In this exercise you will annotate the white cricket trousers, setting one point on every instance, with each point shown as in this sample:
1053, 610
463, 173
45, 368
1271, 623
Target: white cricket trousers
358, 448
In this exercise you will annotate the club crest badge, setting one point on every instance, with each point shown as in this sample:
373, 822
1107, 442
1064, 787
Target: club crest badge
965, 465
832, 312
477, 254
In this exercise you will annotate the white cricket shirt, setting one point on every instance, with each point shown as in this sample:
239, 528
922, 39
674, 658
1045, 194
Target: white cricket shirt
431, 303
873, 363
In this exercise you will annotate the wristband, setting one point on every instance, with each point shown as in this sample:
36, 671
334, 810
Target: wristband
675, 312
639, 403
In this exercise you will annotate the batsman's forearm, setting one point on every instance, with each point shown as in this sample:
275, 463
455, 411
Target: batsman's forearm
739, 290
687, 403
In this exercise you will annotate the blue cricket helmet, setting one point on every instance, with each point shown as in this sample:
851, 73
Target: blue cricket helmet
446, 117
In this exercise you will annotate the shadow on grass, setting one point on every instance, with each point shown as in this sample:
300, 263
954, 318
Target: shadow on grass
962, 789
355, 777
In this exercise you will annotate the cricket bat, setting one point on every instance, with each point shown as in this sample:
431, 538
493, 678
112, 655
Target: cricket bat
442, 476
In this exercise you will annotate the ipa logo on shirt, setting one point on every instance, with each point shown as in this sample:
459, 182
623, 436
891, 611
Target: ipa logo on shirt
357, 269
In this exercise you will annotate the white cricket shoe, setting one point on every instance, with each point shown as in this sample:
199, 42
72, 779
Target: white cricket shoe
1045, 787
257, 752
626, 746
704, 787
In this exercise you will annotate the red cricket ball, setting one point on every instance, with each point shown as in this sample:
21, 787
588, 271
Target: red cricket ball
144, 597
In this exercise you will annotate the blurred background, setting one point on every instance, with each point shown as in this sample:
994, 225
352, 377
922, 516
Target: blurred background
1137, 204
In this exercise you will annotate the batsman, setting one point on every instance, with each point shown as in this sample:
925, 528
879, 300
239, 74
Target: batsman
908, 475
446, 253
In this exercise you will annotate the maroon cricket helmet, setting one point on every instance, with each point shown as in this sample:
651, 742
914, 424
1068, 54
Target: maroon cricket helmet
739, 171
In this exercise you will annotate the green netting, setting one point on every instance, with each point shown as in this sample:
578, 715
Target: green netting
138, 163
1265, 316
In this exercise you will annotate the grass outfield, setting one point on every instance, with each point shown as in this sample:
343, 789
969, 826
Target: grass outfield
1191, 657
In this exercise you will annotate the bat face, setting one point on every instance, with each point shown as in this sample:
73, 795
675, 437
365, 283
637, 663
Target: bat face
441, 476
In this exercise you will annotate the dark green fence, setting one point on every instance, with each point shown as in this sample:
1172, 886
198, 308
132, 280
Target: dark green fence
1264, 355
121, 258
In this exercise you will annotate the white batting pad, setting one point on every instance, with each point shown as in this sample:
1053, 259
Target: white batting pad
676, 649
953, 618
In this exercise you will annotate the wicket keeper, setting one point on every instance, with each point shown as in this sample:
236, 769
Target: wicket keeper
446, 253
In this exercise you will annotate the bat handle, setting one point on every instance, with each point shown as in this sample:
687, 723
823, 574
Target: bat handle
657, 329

* * *

= Work item =
Output all of the entries without altering a single word.

= Reply to the task =
In this exercise you will annotate the white cricket trousers, setting one point on every instance, with each point shown as in this sample:
1053, 610
463, 173
45, 368
1271, 623
Target: white cricket trousers
358, 448
In this exercise you will annotate the club crest badge, setting one point on every instance, with each point shown as in this sample:
373, 822
1107, 442
1064, 787
Target: club crest badge
965, 465
832, 312
477, 254
In this exercise you will annotate the white cricket shirt, setting one point on every instance, with each point shown as in this sample:
239, 528
922, 39
674, 658
1045, 194
Target: white cricket shirt
431, 303
873, 363
In this exercise you will annotate the wristband, setting one point on every instance, with each point shown as in this sample:
36, 671
334, 810
Target: wristband
675, 312
639, 403
In this exercise you will annotate the batsman's forearm, setting one point on every instance, with each point shown as in this sample:
275, 463
455, 411
Target: batsman's forearm
739, 290
687, 403
In this exercise you will annotate the blue cricket helmet, setting one point on every instance, with each point shown as in this sample:
851, 73
Target: blue cricket helmet
446, 117
In this exercise you will annotate the shadow on grass, setting one point on every instance, with each point shown as in this sample:
300, 263
954, 318
Target: shadow on grass
962, 789
355, 777
In this exercise you will annotate the cricket bat, setting one point on every instance, with each point shown as in this sample:
431, 538
493, 678
112, 655
Target: cricket bat
442, 476
In this exercise you will annotate the ipa logo on shirt, setting one point on every instance, with each point shown as in this sample:
459, 182
623, 436
891, 611
Target: ipa logo on shirt
357, 269
In this exercise you will annotate the white cricket shoe, setting one point on every instance, with each point shown as in this sample:
199, 42
72, 779
Target: white cricket shoe
1045, 787
257, 752
626, 746
704, 787
In this exercise you will annotate the red cricket ball, setting one point on every instance, with each point shown as in this sample:
21, 787
588, 271
Target: red cricket ball
144, 597
In this exercise you will annotate the blurred background, setting one point on every instance, with each point shown as in this sample:
994, 225
352, 377
922, 516
Target: blurred background
1137, 204
In this exercise you will annotate the batsman, setting one point on every instance, with each point shown as in this sample:
925, 528
879, 300
239, 74
Target: batsman
908, 475
446, 253
In this exercise you will annotate the maroon cricket helmet, setting one point on every instance, with each point shown as in this sample:
651, 742
914, 424
1068, 54
Target: maroon cricket helmet
739, 171
In this exercise you will annotate the green netting, setting one point on every instance, with each point shown as in this sample:
578, 715
Target: green netting
138, 163
1265, 316
In this exercise you will annotate the grass outfield, setting one point on every instance, with each point shown as in this sample:
343, 789
969, 826
Target: grass outfield
1191, 657
In this exercise you will annotate the bat face, setting one point on every instance, with each point shown as in this sample:
73, 795
675, 437
365, 283
637, 663
Target: bat face
441, 476
In this exercise you will annotate the dark green fence, setting one point on every instance, with each point shown as in this sample:
1172, 886
198, 308
132, 280
Target: dark green fence
1264, 355
121, 258
In this exercise you will annotate the white batting pad, setting one point on every instance, with each point shown as in this sample:
1053, 259
Target: white batting pad
676, 649
953, 618
In this exercise you will annotate the wicket keeper, setting one point on every instance, with each point shown as in this sample:
236, 769
Target: wicket keeper
446, 253
In this exercise you will annotate the bat handle, setting one point on every instance, with each point shown as in this sample:
687, 723
823, 574
Target: bat handle
657, 329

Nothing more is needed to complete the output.